* _Bagian Teks_:
________________________
Interkonektivitas itu membuat robot dapat bekerja secara otonom, mengakses serta
mengevaluasi data, dan membuat keputusan. Salah satu contoh robot yang sudah
lazim terkoneksi dengan manusia saat ini adalah smartphone. Perpaduan berbagai teknologi pintar di dalamnya memampukan
pengguna tidak hanya menelepon atau mengirim pesan teks kepada orang lain
tetapi juga memperoleh ramalan cuaca, memantau pergerakan mata uang dunia, dan mengetahui
rute terbaik menuju tempat yang belum pernah dikunjungi, dan sebagainya. Di sektor
industri, mesin-mesin pintar telah terintegrasi untuk menjalankan kegiatan
produksi secara mandiri.
Keberadaan alat-alat
canggih itu ternyata membawa dampak yang tidak mentenangkan juga, yakni semakin
banyaknya pekerjaan manusia diambil-alih oleh robot. McKinsey
& Company (2017) memperkirakan bahwa hingga tahun 2030 sekitar 800 juta
pekerjaan akan hilang akibat otomatisasi. Frey
(2012) bahkan memproyeksikan 2 miliar pekerjaan (sekitar 50% dari semua
pekerjaan di dunia) akan ‘dirampas’ oleh robot. Bagaimana seharusnya kita menanggapi
prediksi ini? Cemas? Gambaran masa depan apa yang bagaimana ada dalam pikiran
Anda? Suram? Tidak perlu! Kita dapat menerima prediksi ini sebagai peringatan bahwa
segala hal sedang berubah dengan sangat cepat, dan kita harus mempersiapkan
diri untuk beradaptasi.
Untuk mempersiapkan
diri beradaptasi dengan perubahan tersebut diperlukan tiga langkah besar. Pertama,
kita harus memahamii bahwa tidak semua jenis pekerjaan akan drampas oleh robot.
________________________
* _Daftar Baris_:
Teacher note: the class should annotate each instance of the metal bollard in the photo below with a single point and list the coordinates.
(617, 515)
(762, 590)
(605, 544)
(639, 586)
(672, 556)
________________________
* _Persyaratan Tugas_: Menurut teks tentang robot dan pekerjaan, berapa banyak pekerjaan yang diperkirakan McKinsey & Company (2017) akan hilang akibat otomatisasi hingga tahun 2030?

* _Penyelesaian Masalah_: Sekitar 800 juta pekerjaan.